** Begin THE RECORDS **

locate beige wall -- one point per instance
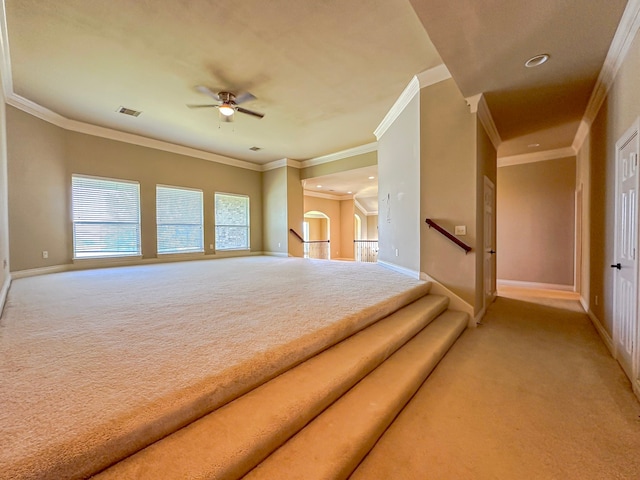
(4, 200)
(583, 188)
(487, 167)
(331, 208)
(43, 157)
(448, 176)
(399, 190)
(536, 226)
(317, 229)
(39, 192)
(276, 234)
(295, 205)
(350, 163)
(363, 222)
(347, 221)
(617, 114)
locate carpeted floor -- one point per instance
(531, 394)
(88, 357)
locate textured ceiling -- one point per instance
(324, 72)
(485, 43)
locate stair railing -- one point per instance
(366, 250)
(447, 234)
(313, 248)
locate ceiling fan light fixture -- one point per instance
(537, 60)
(226, 109)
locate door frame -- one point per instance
(488, 299)
(623, 141)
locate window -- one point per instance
(179, 219)
(106, 217)
(232, 221)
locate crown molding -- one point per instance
(478, 104)
(581, 135)
(403, 100)
(47, 115)
(367, 213)
(5, 57)
(536, 157)
(54, 118)
(327, 196)
(283, 162)
(433, 75)
(620, 45)
(421, 80)
(332, 157)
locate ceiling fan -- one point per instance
(229, 103)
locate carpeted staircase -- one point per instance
(316, 420)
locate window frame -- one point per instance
(247, 226)
(98, 255)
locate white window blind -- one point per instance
(106, 217)
(232, 221)
(179, 218)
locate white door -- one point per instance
(625, 266)
(489, 241)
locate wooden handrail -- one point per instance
(296, 235)
(455, 240)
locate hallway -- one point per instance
(533, 393)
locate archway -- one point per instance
(316, 231)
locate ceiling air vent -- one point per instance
(128, 111)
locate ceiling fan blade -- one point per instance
(202, 106)
(226, 118)
(244, 97)
(209, 92)
(250, 112)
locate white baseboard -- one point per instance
(4, 291)
(455, 301)
(478, 318)
(89, 264)
(606, 338)
(535, 285)
(32, 272)
(399, 269)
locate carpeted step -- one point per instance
(231, 440)
(333, 445)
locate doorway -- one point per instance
(625, 264)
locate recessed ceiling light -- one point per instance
(537, 60)
(129, 111)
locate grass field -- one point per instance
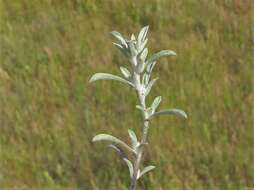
(49, 112)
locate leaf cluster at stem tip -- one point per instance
(138, 75)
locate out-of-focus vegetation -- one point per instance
(49, 112)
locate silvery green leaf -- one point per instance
(140, 67)
(110, 138)
(122, 49)
(125, 72)
(107, 76)
(160, 54)
(145, 79)
(119, 151)
(142, 34)
(130, 166)
(144, 54)
(150, 85)
(142, 45)
(145, 170)
(132, 48)
(119, 37)
(133, 137)
(156, 102)
(150, 66)
(149, 111)
(133, 38)
(140, 107)
(177, 112)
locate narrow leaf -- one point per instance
(133, 37)
(156, 103)
(142, 45)
(133, 137)
(130, 166)
(140, 107)
(142, 34)
(150, 66)
(125, 72)
(177, 112)
(110, 138)
(144, 54)
(160, 54)
(107, 76)
(145, 79)
(119, 151)
(124, 51)
(150, 85)
(119, 37)
(145, 170)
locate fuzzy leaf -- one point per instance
(133, 37)
(119, 151)
(140, 107)
(130, 166)
(110, 138)
(177, 112)
(160, 54)
(150, 66)
(124, 51)
(156, 103)
(145, 79)
(119, 37)
(107, 76)
(133, 137)
(150, 85)
(145, 170)
(144, 54)
(125, 72)
(142, 45)
(132, 48)
(142, 34)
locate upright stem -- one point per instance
(141, 96)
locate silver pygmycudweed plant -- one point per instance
(139, 78)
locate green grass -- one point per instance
(49, 112)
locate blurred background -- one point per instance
(49, 112)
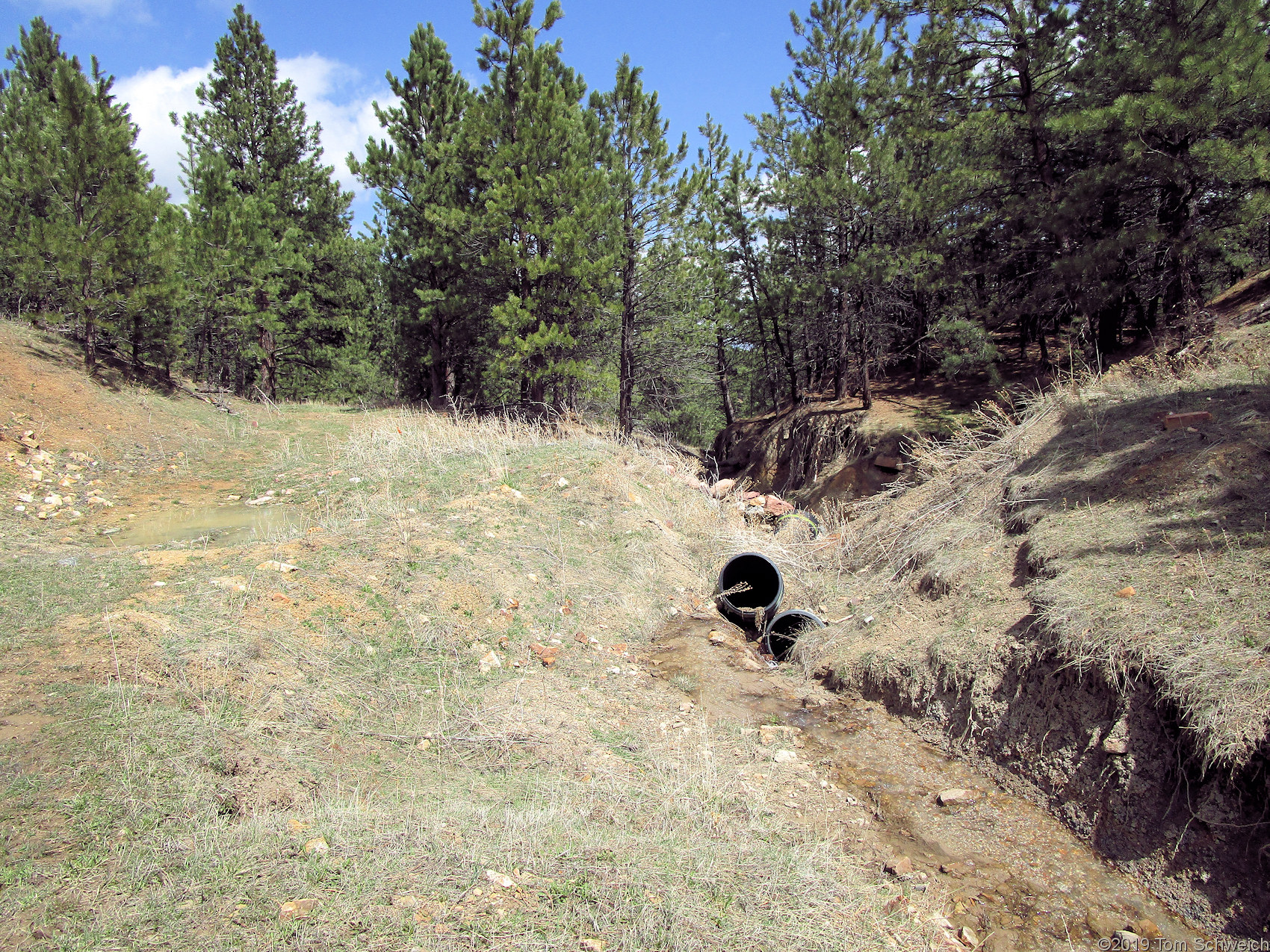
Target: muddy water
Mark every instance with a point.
(1009, 870)
(223, 524)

** End THE RECORDS **

*PROBLEM DETAILS*
Please express all the items above as a two-column CSV with the columns "text" and "answer" and one row per item. Put each item's text and its answer in one quoted field each, replace line breaks with spaces, and leave the pictures out.

*FULL SOLUTION*
text,answer
"locate beige wall -- one point per instance","(4, 200) (583, 188) (487, 167) (331, 208) (43, 157) (448, 176) (399, 190) (536, 226) (317, 229) (39, 192) (276, 234) (295, 205) (350, 163) (363, 222) (347, 221) (617, 114)"
"locate carpeted floor -- one point per instance","(531, 394) (88, 357)"
"locate textured ceiling -- one point per instance","(324, 72) (485, 43)"
"locate stair railing -- one point per instance","(366, 250) (447, 234) (313, 248)"
"locate ceiling fan light fixture -- one point per instance","(537, 60) (226, 109)"
"locate door frame -- one point per instance","(488, 299) (623, 141)"
"locate window -- one point per instance","(179, 219) (106, 217) (232, 221)"
"locate crown molding -- one point per instance","(478, 104) (581, 135) (403, 100) (47, 115) (367, 213) (5, 57) (536, 157) (54, 118) (327, 196) (283, 162) (433, 75) (620, 45) (421, 80) (332, 157)"
"locate ceiling fan -- one point per instance","(229, 103)"
"locate carpeted staircase -- one point per instance","(316, 420)"
"locate window frame -- one point per instance","(247, 226) (98, 255)"
"locate white window blind -- one point per instance","(106, 217) (232, 221) (179, 218)"
"locate white door -- one point per instance","(625, 266) (489, 241)"
"locate wooden handrail -- one point per instance","(296, 235) (455, 240)"
"locate hallway -- one point per instance","(533, 393)"
"locate archway -- one point per instance","(316, 231)"
"locate ceiling air vent -- one point per instance","(128, 111)"
"locate ceiling fan blade -- one point per instance","(202, 106) (226, 118) (244, 97) (209, 92) (250, 112)"
"locate white baseboard -- one point per instance","(4, 291) (455, 301) (478, 318) (89, 264) (606, 338) (535, 285) (32, 272) (399, 269)"
"locate carpeted step -- one point per instance","(231, 440) (333, 445)"
"locate doorway -- one point per instance","(625, 264)"
"locate recessed ceiling light -- one point per instance","(537, 60) (129, 111)"
"locate grass field -- one point per instance","(49, 112)"
"locate leaf cluster at stem tip -- one point per instance","(138, 75)"
"locate out-of-focus vegetation -- one point per instance","(49, 112)"
"locate silvery green leaf -- one point per instance","(140, 67) (110, 138) (122, 49) (125, 72) (107, 76) (160, 54) (145, 79) (119, 151) (142, 34) (130, 166) (144, 54) (150, 85) (142, 45) (145, 170) (132, 48) (119, 37) (133, 137) (156, 102) (150, 66) (149, 111) (133, 38) (140, 107) (177, 112)"
"locate narrow leaf -- one point per instance","(133, 37) (156, 103) (142, 45) (133, 137) (130, 166) (140, 107) (142, 34) (150, 66) (125, 72) (177, 112) (110, 138) (144, 54) (160, 54) (107, 76) (145, 79) (119, 151) (124, 51) (150, 85) (119, 37) (145, 170)"
"locate fuzzy leaf -- one point per instance","(133, 37) (119, 151) (140, 107) (130, 166) (110, 138) (177, 112) (160, 54) (150, 66) (124, 51) (156, 103) (145, 79) (119, 37) (107, 76) (133, 137) (150, 85) (145, 170) (144, 54) (125, 72) (142, 45) (132, 48) (142, 34)"
"locate upright stem -- one point per instance","(141, 96)"
"locate silver pygmycudweed plant -- one point per instance","(139, 78)"
"locate green grass -- one point per instance","(49, 112)"
"locate blurred background -- one point per instance","(49, 112)"
"Target: muddy water Mark every instance with a point.","(1009, 870) (223, 524)"